■ TRECHO SELECIONADO ■
= = =

Omar Aziz foi vice-governador de Braga em dois mandatos. Os dois romperam politicamente em 2014, quando Omar apoiou o então vice-governador, José Melo, na disputa pelo governo contra o senador do MDB, que foi derrotado. Nesta eleição, Omar aceitou firmar aliança com o MDB após conversas com Lula. Mas a tendência é que seja um casamento de aparências: na convenção do PSD, não houve convite nem citação a Braga.

Omar Aziz tem relação próxima com Wilson Lima e apoiou o governador durante o processo de impeachment na Assembleia Legislativa, que acabou arquivado.

Outro estado onde há descompasso entre as bases e as decisões da cúpula do PT é Mato Grosso. Líderes locais do partido criticam a aliança com o deputado federal Neri Geller (PP), um dos principais membros da bancada ruralista, que vai concorrer ao Senado. Empresário e produtor rural, Geller vai liderar o palanque de Lula no estado. Ao seu lado estão outros nomes de peso do agronegócio, caso do senador Carlos Fávaro (PSD) e dos empresários Blairo e Eraí Maggi.

A aliança foi costurada com o comando nacional do PT, que viu na parceria uma oportunidade de criar pontes com o setor, uma das principais bases eleitorais de Bolsonaro. Petistas de Mato Grosso, contudo, queriam lançar candidaturas próprias ao governo e ao Senado e veem a aliança com reservas. “Somos como água e óleo. O nosso eleitorado não é o mesmo eleitorado dessa turma. Temos condições de conseguir um bom resultado sem essa aliança”, dispara o deputado estadual Lúdio Cabral (PT), que concorreu ao governo do estado em 2014 e ficou em segundo lugar.

Ele afirma que é importante o diálogo de Lula com representantes do agronegócio, mas diz não ver sentido que uma aliança seja imposta no estado, onde há um histórico de antagonismo. “Não vejo sentido que o PT se subordine ao projeto político do agronegócio em Mato Grosso, a não ser que eles façam uma autocrítica ou revejam suas posições. A gente precisa de coerência programática”, completa o deputado.

= = =

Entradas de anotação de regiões
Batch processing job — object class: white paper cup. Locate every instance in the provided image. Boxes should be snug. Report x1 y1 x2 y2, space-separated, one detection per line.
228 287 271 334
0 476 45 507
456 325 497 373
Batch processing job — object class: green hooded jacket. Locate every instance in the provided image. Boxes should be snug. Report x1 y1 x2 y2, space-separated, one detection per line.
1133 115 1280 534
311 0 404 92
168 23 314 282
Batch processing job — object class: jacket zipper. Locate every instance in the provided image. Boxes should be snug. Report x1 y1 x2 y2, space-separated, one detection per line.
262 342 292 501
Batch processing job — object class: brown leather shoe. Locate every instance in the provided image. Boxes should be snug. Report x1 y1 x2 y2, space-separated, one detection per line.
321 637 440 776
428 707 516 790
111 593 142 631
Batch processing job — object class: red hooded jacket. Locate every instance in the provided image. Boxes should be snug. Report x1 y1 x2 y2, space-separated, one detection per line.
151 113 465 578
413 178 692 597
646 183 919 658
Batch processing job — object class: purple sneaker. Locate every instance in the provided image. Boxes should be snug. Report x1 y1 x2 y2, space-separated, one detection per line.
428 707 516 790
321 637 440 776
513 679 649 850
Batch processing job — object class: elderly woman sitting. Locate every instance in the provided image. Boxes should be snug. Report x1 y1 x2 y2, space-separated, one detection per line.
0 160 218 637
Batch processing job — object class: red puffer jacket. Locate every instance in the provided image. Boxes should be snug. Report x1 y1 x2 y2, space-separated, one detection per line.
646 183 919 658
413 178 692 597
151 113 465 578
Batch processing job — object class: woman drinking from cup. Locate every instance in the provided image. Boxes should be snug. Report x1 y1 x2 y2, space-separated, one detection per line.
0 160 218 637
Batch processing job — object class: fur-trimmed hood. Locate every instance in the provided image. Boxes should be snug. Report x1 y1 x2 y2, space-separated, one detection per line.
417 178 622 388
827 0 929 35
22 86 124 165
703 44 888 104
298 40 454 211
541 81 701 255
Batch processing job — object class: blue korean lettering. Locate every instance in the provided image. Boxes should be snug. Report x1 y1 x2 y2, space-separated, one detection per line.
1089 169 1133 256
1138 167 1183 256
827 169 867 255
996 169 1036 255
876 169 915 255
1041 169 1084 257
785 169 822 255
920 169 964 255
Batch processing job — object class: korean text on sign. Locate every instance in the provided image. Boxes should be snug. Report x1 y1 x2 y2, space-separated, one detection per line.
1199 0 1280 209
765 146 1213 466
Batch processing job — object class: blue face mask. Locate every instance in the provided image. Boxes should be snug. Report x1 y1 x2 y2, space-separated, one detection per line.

= = =

■ O QUE FAZER ■
Escreva a continuação do texto sobre as alianças do PT nos estados, começando logo após a última frase apresentada.

■ RESULTADO DO EXERCÍCIO ■
Em Pernambuco, parte da militância petista critica a retomada da aliança com o PSB em 2018 e a manutenção da parceria em 2022. Os pessebistas governam o estado há 16 anos e tentam dar continuidade à hegemonia. Para manter o apoio ao PSB, o PT preteriu, pela segunda vez consecutiva, o pleito da deputada federal Marília Arraes de concorrer ao governo do estado. Ela deixou o PT e migrou para o Solidariedade em abril e vai disputar o governo rodeada por ex-aliados do PSB no estado.

Marília levou consigo o apoio de uma parcela expressiva da militância petista, incluindo políticos petistas com mandato. O PT contra-atacou no início deste mês e expulsou 11 filiados por não seguirem a orientação partidária. A principal mágoa da militância está no apoio dado pelo PSB de Pernambuco em 2016 ao impeachment Dilma Rousseff. Danilo Cabral, que votou pelo afastamento da presidente, agora diz que se arrepende, mas segue ouvindo gritos de “golpista” em atos com a militância petista.

Lula tem repetido que Danilo Cabral é o seu candidato a governador em Pernambuco e não deve participar de atos com Marília Arraes. Em discursos, o presidente defende o cumprimento da aliança com o PSB e diz que respeita os acordos feitos “no fio do bigode”. Na reta final até o fim do prazo para a realização das convenções, que se encerram em 5 de agosto, a cúpula do PT ainda intensifica negociações para alianças em estados como Goiás e Mato Grosso do Sul.

O partido tem pré-candidaturas ao governo lançadas, mas não estão descartadas composições com o MDB ou PSD em Mato Grosso do Sul e com o PSDB em Goiás.